From the time I started this blog, discussions on the question of God’s goodness have been of primary prevalence. Therefore I find myself thinking and writing on this topic far more often than any other topic.
The most common objections to God’s goodness are the actions recorded in the Old Testament, the existence of evil, and the doctrine of hell. The problem anyone encounters with the first two is that one has to have a different point of reference for good outside of God in order support an argument that God’s actions are not good. Not to mention, if God does not exist, and is not available as the point of reference for goodness, then there is nothing to contend in the first place, for there were no such actions by the hand of God.
To argue against His goodness rather than His existence allows, for the sake of argument, for Him to indeed exist. Now if the Bible God exists, the Bible God has certain attributes that describe His nature. God, being one, rather than a sum of parts, is not a collection of His attributes. We speak of His attributes separately at times, but they are one, just as He is one.
As discussed in the previous post, God is not just in one situation and merciful in another. He at all times is doing or saying the just and merciful thing. At the same time, His goodness is one with His justice and mercy. His actions come from His nature. They cannot be different than who He is. God is not like us in that He chooses to respond differently than He wants to. He always does that which He wants for His will is one with His nature. To use His doing all that He wants as a refutation that He is good is illogical. For His want is one with His nature which is good. Doing whatever He wants, is precisely doing that which is good. In contrast, we have a duplicitous nature and we often do the things we ought not to do because we want to do that rather than what we know is good and at times we do the good thing by choice even when we want something we ought not want. This is not so with God. He always does according to His nature which is good. There is nothing external governing Him. There is no authority greater than Him.
To move from the philosophical to the illustrative, the next common contention against the goodness of God is to point out particular actions of God as evidence that He is not really good for a good being would never do such and such. The problem in this is that we ourselves are not infinitely good and so we cannot be the point of reference for goodness. Thus we have nothing outside of God to declare something He did as wrong. If the Bible God is real, and the Old Testament records are true, we were created by this God. Thus our idea of what is good cannot supercede His.

■ DATA EXTRACT ■
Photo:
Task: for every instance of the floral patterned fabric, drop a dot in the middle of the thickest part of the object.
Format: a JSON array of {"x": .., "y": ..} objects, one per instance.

■ WRITTEN TASKS ■
1/ Rewrite the passage on God's goodness from "The most common" up to and including "hand of God.", putting "standard" in place of "point of reference".
2/ Write the next part of the passage on God's goodness, picking up after its final sentence.

■ RESULTS IN ORDER ■
1/
The most common objections to God’s goodness are the actions recorded in the Old Testament, the existence of evil, and the doctrine of hell. The problem anyone encounters with the first two is that one has to have a different standard for good outside of God in order support an argument that God’s actions are not good. Not to mention, if God does not exist, and is not available as the standard for goodness, then there is nothing to contend in the first place, for there were no such actions by the hand of God.

2/
Now as to the question of evil, if there is evil then there must be good. And if there is both good and evil then there must be a way to differentiate between the two. That way cannot come from those who are doing the evil and the good; it has to come from a good source that is not corrupted by evil. A source that is good infinitely or eternally. The evil then is that which is different from that good and the only way anyone can call something evil is to have some idea of something else being good and knowing that this evil thing is not that good thing. Hence, a point of reference outside of us is required. Now, that point of reference does not need a point of reference. Nor can that point of reference be an abstract theory of man or an abstract form in the cosmos, it needs being to have realness. A supernatural eternal being that is absolutely good and gains His existence from none outside of Himself is necessary to support a worldview that says there is good and evil.
However, if one is not maintaining such a worldview and there is no evil and no good, things only are amorally then this view would not need such a foundation. Naturalism will do nicely to support this view of things, but few are willing to abandon certain actions as being amoral rather than down right wrong, unjust, or evil. Such a worldview is difficult to live out for as soon as someone does something “wrong” to you the view ought to be quickly abandoned and a call of injustice issued.
Lastly, there is the doctrine of hell. The argument is that a good God with such infinite power and love ought to have come up with something less revolting than an eternity in torment for those who do not have relationship with Him. However, God is the source of eternal life. Being outside of Him is being outside of that eternal good life. That is a tormenting existence when all is said and done and one has passed on into eternity. It cannot be otherwise, God’s life isn’t in that existence. His Presence is not manifested there. Therefore, it is tormenting, it is destructive, it is horrid. This is not a place where God wants any of us. He sent Jesus so that all would have the opportunity to be pulled out of the existence that leads to such perishing. The door to the good eternal life—the heavenly reality—is Jesus. It is in Jesus therefore He is the only way. Hell is then not something God is doing to us, but something He has made the way for us to avoid for it was never a place meant for mankind, but a place created for Satan and his demons to be bound for eternity. God does not send anyone to hell. He opens His to us to find life in Him as we are designed to, but gives us the freedom to continue in our own ways apart from Him which will sadly separate us forever from His life.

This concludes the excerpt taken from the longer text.